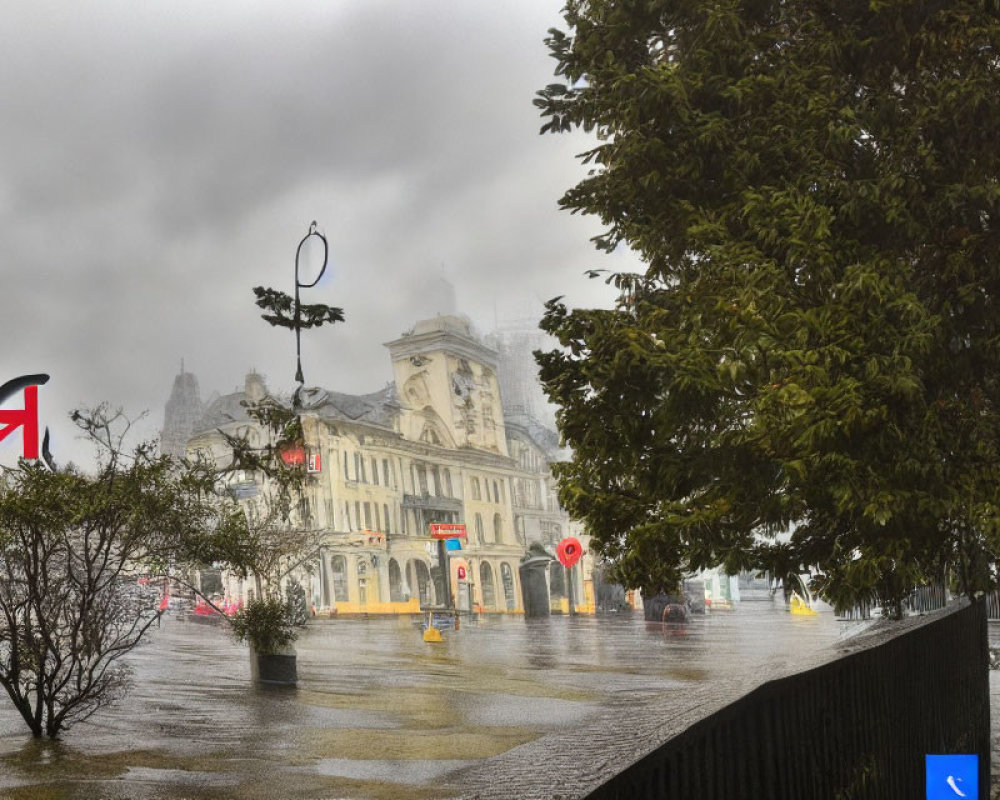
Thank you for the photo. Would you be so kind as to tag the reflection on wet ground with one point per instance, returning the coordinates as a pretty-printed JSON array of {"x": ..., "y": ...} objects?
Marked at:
[{"x": 381, "y": 714}]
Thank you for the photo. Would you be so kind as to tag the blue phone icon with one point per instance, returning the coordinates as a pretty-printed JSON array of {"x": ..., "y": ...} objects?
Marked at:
[{"x": 951, "y": 777}]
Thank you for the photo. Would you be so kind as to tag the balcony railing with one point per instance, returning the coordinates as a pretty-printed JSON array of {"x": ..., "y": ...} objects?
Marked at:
[{"x": 431, "y": 502}]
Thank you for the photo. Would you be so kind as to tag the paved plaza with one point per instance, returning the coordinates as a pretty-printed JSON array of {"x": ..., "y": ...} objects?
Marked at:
[{"x": 506, "y": 707}]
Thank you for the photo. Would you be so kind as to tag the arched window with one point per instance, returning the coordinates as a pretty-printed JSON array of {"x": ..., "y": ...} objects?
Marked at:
[
  {"x": 395, "y": 582},
  {"x": 486, "y": 582},
  {"x": 507, "y": 579},
  {"x": 422, "y": 574},
  {"x": 338, "y": 567}
]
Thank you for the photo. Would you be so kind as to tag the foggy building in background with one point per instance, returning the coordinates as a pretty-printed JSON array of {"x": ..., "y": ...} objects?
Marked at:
[
  {"x": 432, "y": 447},
  {"x": 184, "y": 408},
  {"x": 524, "y": 400}
]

------------

▶ _Work to be completed_:
Write the entries out again word for word. Omit all pictures from them.

▶ _Result of the exercise_:
Thank you for the photo. Would you be so kind as to tag the reflection on wet ground with one point per instance, returning the coordinates as a pretty-printed JSON array of {"x": ..., "y": ...} objects?
Marked at:
[{"x": 381, "y": 714}]
Thank you for the photo. Would you be so kind as to tag the blue phone icon with one point per instance, returning the coordinates as a pretty-printed JSON array of {"x": ..., "y": ...} objects?
Marked at:
[{"x": 951, "y": 777}]
Thank you for the photo. Would you be so kind as to tag the balcony railing with one point per instance, returning the coordinates as a pretty-printed JSON array of {"x": ..., "y": ...} objects?
Marked at:
[{"x": 431, "y": 502}]
Thank you for the photo. Would you be so kind as to tag the paved plaza with one point per instance, returning the coordinates as a pretty-printed JSON array of {"x": ..., "y": ...} objects?
Marked at:
[{"x": 506, "y": 707}]
Thank you for the photo. Would you be so kind as to tag the arched window with one point per instance, returning the coordinates as a pretty-printed JSON array of {"x": ..., "y": ...} objects?
Marked at:
[
  {"x": 395, "y": 582},
  {"x": 486, "y": 582},
  {"x": 507, "y": 579},
  {"x": 422, "y": 574},
  {"x": 338, "y": 567}
]
Thank you for the photo. Would you be so kind as to tag the foggy building in background with one point per instance, returning the coordinates as a pretty-printed JSON array of {"x": ..., "y": ...} objects?
Marked at:
[
  {"x": 432, "y": 447},
  {"x": 184, "y": 408},
  {"x": 524, "y": 400}
]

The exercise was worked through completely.